* Source document
News Articles

LIFE DIGEST: Sales of ‘morning-after’ pill boom following new over-the-counter policy

WASHINGTON (BP)–Sales of a “morning-after” pill that can cause an abortion are expected to double in the year since the federal government approved its non-prescription distribution.

Barr Pharmaceuticals, which manufactures the drug, said sales of Plan B have increased from about $40 million a year to a total it expects will be near $80 million for 2007, The Washington Post reported July 13.

The Food and Drug Administration announced Aug. 24 of last year that it would make Plan B available without a prescription for use by women 18 and older. Under the new FDA policy, females 17 and under need a prescription, a requirement previously for women of all ages. Under the government guidelines, Plan B is to be kept in stock behind the counter at each pharmacy, so proof of age can be checked.

Plan B is basically a heavier dose of birth control pills. Under the regimen, a woman takes two pills within 72 hours of sexual intercourse and another dose 12 hours later. The “morning-after” pill, also known as emergency contraception, works to restrict ovulation in a woman. But it also can act after conception, thereby causing an abortion, pro-lifers point out. This mechanism of the drug blocks implantation of a tiny embryo in the uterine wall.

Under the new FDA policy, a prescription is required for birth control pills but not for stronger doses of the same drug.

As they had when the FDA announced its policy change last year, pro-life and abortion rights advocates reacted quite differently to the news of Plan B’s flourishing sales.

Charmaine Yoest, the Family Research Council’s vice president for communications, said the announcement provided further evidence of a flawed decision.

“This is a drug that is a stronger version of contraceptives which do require doctor’s supervision for everyone. To think that you could take a stronger version of the drug and not use supervision really defies common sense,” Yoest said, according to NBC News.

Vanessa Cullins, vice president for medical affairs at Planned Parenthood Federation of America, said, according to NBC News, “This is what we expected if Plan B went over the counter. Every woman deserves every chance to prevent unintended pregnancy.”

The FDA approved Plan B for sale by prescription in 1999.

PRO-LIFE LEADER DIES — Harold O.J. Brown, 74, an evangelical pioneer in the American pro-life movement, died July 8.

Brown’s “most prominent work was helping form and intellectually arm the pro-life movement,” according to a Christianity Today article. He not only worked and wrote to help evangelicals become involved in the pro-life movement after the 1973 Roe v. Wade decision legalized abortion nationwide, but he helped found a leading pro-life organization.

Brown joined the then-future U.S. Surgeon General C. Everett Koop and others in founding an evangelical, pro-life organization in 1975. Known as the Christian Action Council at the time, it later became Care Net. It is the country’s largest network of crisis pregnancy centers, with more than 1,000 affiliates.

* Input data
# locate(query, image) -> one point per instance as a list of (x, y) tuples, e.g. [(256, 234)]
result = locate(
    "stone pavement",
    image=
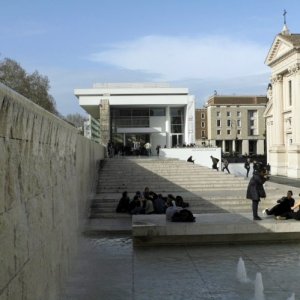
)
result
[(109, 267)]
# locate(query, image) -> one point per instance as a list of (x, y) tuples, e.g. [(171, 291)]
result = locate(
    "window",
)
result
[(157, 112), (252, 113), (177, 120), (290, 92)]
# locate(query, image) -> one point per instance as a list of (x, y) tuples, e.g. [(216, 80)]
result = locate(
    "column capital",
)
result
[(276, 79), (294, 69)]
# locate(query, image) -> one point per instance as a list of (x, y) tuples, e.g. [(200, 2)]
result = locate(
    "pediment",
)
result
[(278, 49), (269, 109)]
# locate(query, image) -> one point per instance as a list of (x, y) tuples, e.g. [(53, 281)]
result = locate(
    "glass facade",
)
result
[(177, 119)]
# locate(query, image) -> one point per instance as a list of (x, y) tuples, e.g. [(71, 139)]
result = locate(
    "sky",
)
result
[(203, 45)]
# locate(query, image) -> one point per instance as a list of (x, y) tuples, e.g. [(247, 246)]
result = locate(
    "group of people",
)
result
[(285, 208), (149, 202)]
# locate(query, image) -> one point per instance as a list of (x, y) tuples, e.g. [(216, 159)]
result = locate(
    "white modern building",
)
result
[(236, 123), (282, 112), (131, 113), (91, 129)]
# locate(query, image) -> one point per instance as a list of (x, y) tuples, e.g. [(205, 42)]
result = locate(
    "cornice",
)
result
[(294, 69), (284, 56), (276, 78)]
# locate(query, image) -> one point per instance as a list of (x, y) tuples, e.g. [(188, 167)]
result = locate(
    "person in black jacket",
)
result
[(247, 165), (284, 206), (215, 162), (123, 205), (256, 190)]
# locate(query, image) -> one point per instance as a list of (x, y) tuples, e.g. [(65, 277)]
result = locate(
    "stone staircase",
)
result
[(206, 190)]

* Instructions to follow
Name every person the news articles mention by name.

* Answer to this task
Charmaine Yoest
Vanessa Cullins
Harold O.J. Brown
C. Everett Koop